Copy each line of the material below that includes the string "loose".

Segment Start: DATASET ENTRIES

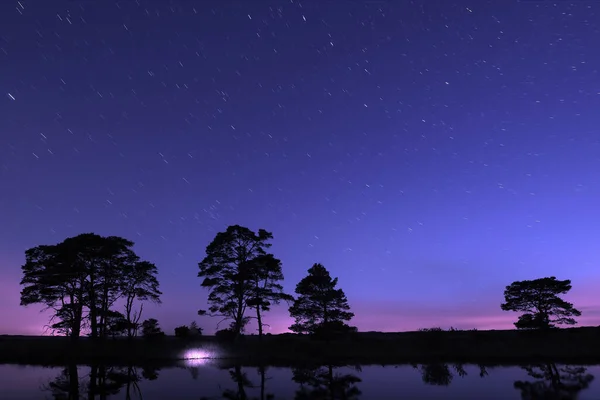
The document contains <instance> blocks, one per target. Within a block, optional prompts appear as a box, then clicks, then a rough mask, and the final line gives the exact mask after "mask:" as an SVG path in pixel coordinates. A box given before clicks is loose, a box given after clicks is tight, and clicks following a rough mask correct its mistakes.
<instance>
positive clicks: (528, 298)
mask: <svg viewBox="0 0 600 400" xmlns="http://www.w3.org/2000/svg"><path fill="white" fill-rule="evenodd" d="M272 239H273V234H272V233H271V232H268V231H266V230H264V229H259V230H258V231H257V232H253V231H252V230H250V229H248V228H246V227H242V226H239V225H232V226H229V227H228V228H227V229H226V230H225V231H224V232H219V233H217V235H216V236H215V238H214V239H213V241H212V242H211V243H209V244H208V246H207V247H206V251H205V253H206V256H205V257H204V259H203V260H202V261H201V262H200V263H199V264H198V266H199V272H198V277H200V278H201V279H202V281H201V286H202V287H204V288H206V289H208V301H207V303H208V309H206V310H204V309H202V310H199V311H198V314H199V315H201V316H205V315H206V316H211V317H219V318H220V319H221V320H220V321H219V324H220V323H221V322H222V321H228V322H229V325H228V327H227V328H226V329H222V330H220V331H218V335H219V336H221V337H224V338H227V339H231V340H234V339H236V338H237V337H239V336H240V335H241V334H243V333H244V332H245V331H246V328H247V325H248V324H249V322H250V321H251V320H253V319H254V320H256V323H257V325H258V335H259V337H260V338H262V336H263V334H264V327H265V326H267V324H266V323H265V322H264V317H265V314H266V313H267V312H269V311H270V310H271V307H272V306H273V305H276V304H280V303H282V302H285V303H287V304H288V306H289V308H288V310H289V314H290V316H291V317H292V318H293V319H294V323H293V324H292V325H291V326H290V327H289V329H290V330H291V331H292V332H295V333H300V334H310V335H313V336H318V337H322V338H326V339H330V338H333V337H337V336H340V335H344V334H346V333H349V332H355V331H356V328H355V327H352V326H350V325H348V322H349V321H350V320H351V319H352V318H353V317H354V314H353V313H352V312H351V311H350V306H349V304H348V299H347V298H346V295H345V293H344V291H343V290H342V289H341V288H339V287H338V278H332V277H331V275H330V273H329V271H328V270H327V269H326V268H325V267H324V266H323V265H321V264H319V263H316V264H314V265H313V266H312V267H311V268H310V269H308V272H307V275H306V276H305V277H304V278H303V279H301V280H300V282H298V283H297V285H296V289H295V296H293V295H291V294H288V293H285V292H284V290H283V285H282V283H283V280H284V275H283V272H282V262H281V260H279V259H278V258H276V257H275V256H274V255H273V254H271V253H269V252H268V250H269V248H270V247H271V246H272V244H271V240H272ZM133 245H134V243H133V242H131V241H129V240H127V239H124V238H120V237H116V236H108V237H103V236H100V235H96V234H93V233H86V234H81V235H78V236H75V237H72V238H67V239H65V240H64V241H63V242H61V243H58V244H55V245H41V246H37V247H34V248H32V249H29V250H27V251H26V252H25V259H26V262H25V264H24V265H23V266H22V267H21V269H22V273H23V278H22V280H21V285H22V286H23V289H22V291H21V305H24V306H27V305H30V304H43V305H44V308H45V309H46V310H50V311H51V317H50V323H49V325H48V328H49V329H51V330H52V331H53V332H56V333H59V334H63V335H66V336H70V337H71V338H73V339H74V340H76V339H77V338H78V337H80V336H81V333H82V331H89V336H90V337H92V338H99V339H103V338H106V337H108V336H117V335H118V336H121V335H125V336H127V337H130V338H133V337H135V336H137V335H138V332H139V330H140V329H142V330H143V333H144V336H146V337H158V336H163V335H164V333H163V332H162V330H161V329H160V327H159V325H158V321H157V320H156V319H152V318H151V319H148V320H146V321H143V322H142V323H140V320H141V316H142V312H143V303H144V302H146V301H151V302H154V303H160V302H161V300H160V296H161V294H162V293H161V291H160V290H159V282H158V279H157V274H158V269H157V267H156V266H155V265H154V264H152V263H150V262H148V261H143V260H141V259H140V257H139V256H137V255H136V254H135V252H134V251H133V249H132V247H133ZM569 290H571V282H570V281H569V280H562V281H561V280H557V279H556V278H555V277H549V278H541V279H536V280H526V281H516V282H513V283H512V284H511V285H509V286H507V287H506V289H505V291H504V298H505V302H504V303H503V304H501V308H502V310H505V311H516V312H521V313H523V314H522V315H521V316H520V317H519V319H518V321H517V322H516V323H515V326H516V327H517V328H518V329H548V328H553V327H556V326H557V325H573V324H575V323H576V321H575V319H574V318H573V317H575V316H580V315H581V312H580V311H579V310H577V309H575V308H574V307H573V305H572V304H570V303H568V302H566V301H564V300H563V299H561V298H560V295H562V294H565V293H567V292H568V291H569ZM118 302H121V303H123V304H124V305H123V306H122V309H121V311H119V310H117V309H116V304H117V303H118ZM217 326H219V325H217ZM175 333H176V336H180V337H187V336H190V334H191V335H192V336H194V335H199V334H201V329H199V328H198V326H197V325H196V324H195V323H193V324H192V325H191V326H189V327H188V326H185V325H182V326H179V327H177V328H176V332H175Z"/></svg>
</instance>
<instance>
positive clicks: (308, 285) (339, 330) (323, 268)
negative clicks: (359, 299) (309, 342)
mask: <svg viewBox="0 0 600 400" xmlns="http://www.w3.org/2000/svg"><path fill="white" fill-rule="evenodd" d="M337 282H338V278H331V276H330V275H329V271H327V269H325V267H324V266H323V265H321V264H314V265H313V266H312V267H311V268H310V269H309V270H308V275H307V276H306V277H304V278H302V280H301V281H300V282H298V285H296V293H297V294H298V297H297V298H296V300H295V301H294V304H293V305H292V306H291V307H290V308H289V312H290V315H291V316H292V317H293V318H294V319H295V323H294V324H293V325H292V326H290V328H289V329H290V330H291V331H293V332H296V333H308V334H318V333H320V332H322V331H323V332H324V333H331V332H332V331H344V330H350V329H352V328H350V327H349V326H347V325H346V324H345V322H346V321H350V319H352V317H354V314H353V313H351V312H350V311H349V310H350V306H349V305H348V299H347V298H346V295H345V294H344V291H343V290H342V289H336V286H337Z"/></svg>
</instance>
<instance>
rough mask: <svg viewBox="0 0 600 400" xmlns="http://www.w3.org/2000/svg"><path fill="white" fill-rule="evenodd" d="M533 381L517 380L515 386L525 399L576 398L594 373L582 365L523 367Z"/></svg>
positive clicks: (588, 382)
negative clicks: (589, 372)
mask: <svg viewBox="0 0 600 400" xmlns="http://www.w3.org/2000/svg"><path fill="white" fill-rule="evenodd" d="M523 369H524V370H525V371H527V375H529V376H531V377H532V378H534V379H536V381H533V382H527V381H516V382H515V383H514V386H515V388H516V389H518V390H520V391H521V398H522V399H523V400H541V399H544V400H575V399H577V398H578V396H579V392H581V391H582V390H584V389H587V388H588V387H589V385H590V383H591V382H592V381H593V380H594V376H593V375H592V374H589V373H586V372H587V369H586V368H585V367H581V366H572V365H564V366H561V367H557V366H556V364H554V363H545V364H534V365H530V366H527V367H523Z"/></svg>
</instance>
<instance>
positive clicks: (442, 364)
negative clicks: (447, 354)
mask: <svg viewBox="0 0 600 400" xmlns="http://www.w3.org/2000/svg"><path fill="white" fill-rule="evenodd" d="M478 367H479V376H480V377H481V378H483V377H484V376H487V374H488V372H487V369H486V367H485V365H478ZM413 368H415V369H418V370H419V371H420V372H421V379H423V383H425V384H427V385H437V386H448V385H450V383H452V380H453V379H454V375H455V374H456V375H458V376H460V377H461V378H464V377H465V376H467V371H465V367H464V364H460V363H457V364H451V365H448V364H446V363H431V364H413ZM452 370H454V371H452Z"/></svg>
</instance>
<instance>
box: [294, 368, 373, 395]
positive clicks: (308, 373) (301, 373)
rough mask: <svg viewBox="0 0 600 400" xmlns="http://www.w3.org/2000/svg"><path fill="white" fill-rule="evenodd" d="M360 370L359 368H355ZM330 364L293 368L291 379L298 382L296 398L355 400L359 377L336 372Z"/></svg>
mask: <svg viewBox="0 0 600 400" xmlns="http://www.w3.org/2000/svg"><path fill="white" fill-rule="evenodd" d="M355 369H356V370H357V371H358V372H360V368H359V367H356V368H355ZM334 370H335V368H334V367H333V366H332V365H328V366H324V367H318V368H294V369H292V380H293V381H294V382H296V383H298V384H300V388H299V389H298V390H297V391H296V395H295V397H294V398H295V399H296V400H356V399H358V398H359V396H360V395H361V391H360V390H359V389H358V388H357V387H356V384H357V383H359V382H361V379H360V378H359V377H357V376H356V375H353V374H349V373H348V374H336V373H335V371H334Z"/></svg>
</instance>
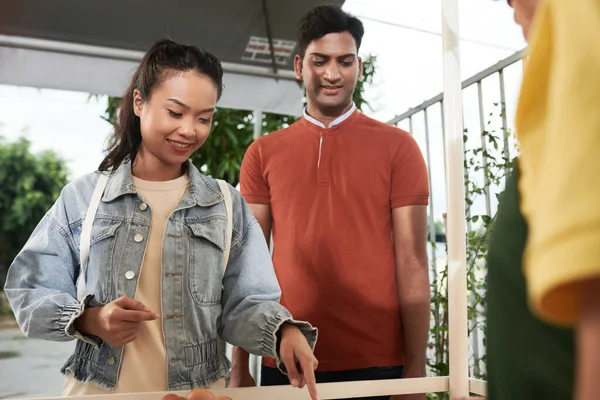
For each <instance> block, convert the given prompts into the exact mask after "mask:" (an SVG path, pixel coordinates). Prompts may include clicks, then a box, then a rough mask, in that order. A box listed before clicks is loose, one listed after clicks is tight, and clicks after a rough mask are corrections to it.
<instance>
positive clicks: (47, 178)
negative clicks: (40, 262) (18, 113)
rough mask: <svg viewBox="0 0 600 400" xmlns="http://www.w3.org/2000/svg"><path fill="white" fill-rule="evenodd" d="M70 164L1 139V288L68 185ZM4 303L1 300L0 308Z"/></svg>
mask: <svg viewBox="0 0 600 400" xmlns="http://www.w3.org/2000/svg"><path fill="white" fill-rule="evenodd" d="M67 175H68V168H67V164H66V162H65V161H64V160H63V159H62V158H61V157H60V156H58V155H57V154H56V153H54V152H52V151H45V152H41V153H38V154H34V153H33V152H32V151H31V143H30V142H29V141H28V140H27V139H25V138H20V139H18V140H16V141H6V140H5V139H4V138H2V137H0V187H2V191H1V192H0V288H2V287H4V280H5V278H6V272H7V270H8V267H9V265H10V263H11V262H12V260H13V259H14V258H15V256H16V255H17V253H18V252H19V251H20V250H21V248H22V247H23V246H24V245H25V242H26V241H27V239H28V238H29V236H30V235H31V232H33V229H34V228H35V227H36V225H37V224H38V223H39V222H40V220H41V219H42V217H43V216H44V214H45V213H46V212H47V211H48V210H49V209H50V207H51V206H52V204H54V201H56V199H57V198H58V195H59V194H60V191H61V189H62V188H63V186H65V185H66V183H67ZM2 303H3V301H2V300H1V299H0V308H1V307H3V306H2Z"/></svg>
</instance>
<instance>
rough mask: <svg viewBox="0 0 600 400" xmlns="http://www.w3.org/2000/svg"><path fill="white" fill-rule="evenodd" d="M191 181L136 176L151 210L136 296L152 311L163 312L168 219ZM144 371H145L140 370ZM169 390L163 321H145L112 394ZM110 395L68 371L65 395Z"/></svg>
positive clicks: (135, 298) (132, 347)
mask: <svg viewBox="0 0 600 400" xmlns="http://www.w3.org/2000/svg"><path fill="white" fill-rule="evenodd" d="M188 183H189V178H188V176H187V174H185V175H183V176H182V177H180V178H177V179H175V180H172V181H166V182H153V181H145V180H141V179H138V178H136V177H133V184H134V186H135V188H136V190H137V192H138V193H139V194H140V196H141V197H142V198H143V199H144V202H145V203H147V205H148V206H149V207H148V211H151V212H152V225H151V227H150V234H149V237H148V243H147V245H146V253H145V255H144V260H143V262H142V268H141V270H140V277H139V280H138V287H137V291H136V295H135V299H136V300H138V301H140V302H142V303H143V304H144V305H146V307H148V308H149V309H150V310H151V311H152V312H155V313H157V314H161V298H162V296H161V295H162V294H161V271H162V242H163V235H164V231H165V227H166V224H167V219H168V218H169V216H170V215H171V212H172V211H173V210H174V209H175V207H176V206H177V204H179V201H180V199H181V197H182V196H183V194H184V193H185V190H186V188H187V185H188ZM141 371H143V373H140V372H141ZM166 390H167V359H166V354H165V346H164V338H163V330H162V320H161V319H160V318H159V319H157V320H154V321H149V322H144V323H142V325H141V327H140V331H139V334H138V337H137V339H136V340H134V341H133V342H131V343H128V344H127V345H125V349H124V351H123V358H122V360H121V367H120V369H119V380H118V382H117V386H116V387H115V389H114V391H112V392H111V393H136V392H157V391H166ZM94 394H107V391H106V390H104V389H100V388H98V387H96V386H92V385H89V384H85V383H81V382H78V381H77V380H76V379H75V378H74V377H73V376H72V375H71V374H67V377H66V381H65V385H64V388H63V396H86V395H94Z"/></svg>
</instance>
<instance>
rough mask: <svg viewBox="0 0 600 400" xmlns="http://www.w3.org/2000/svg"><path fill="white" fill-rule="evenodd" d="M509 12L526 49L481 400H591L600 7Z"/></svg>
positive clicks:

Segment End: DATASET ENTRIES

• _PROBLEM SOLUTION_
The document contains <instance> blocks, one per target. Within a block, optional prompts appear as a box, then clicks, then a rough mask, and the final line gives the exact mask after "mask:" as an SVG path in pixel coordinates. A box given before clicks is loose, a box given after clicks is tight, and clicks following a rough mask correct its mistakes.
For each <instance> block, convert the given prompts into the exact mask after "mask:" (an SVG path, pixel coordinates). Prompts may include clicks, then a box, then a rough mask, in that order. A box listed before clicks is loose, one listed after clicks is tight, and clicks after a rough mask are corrections to it.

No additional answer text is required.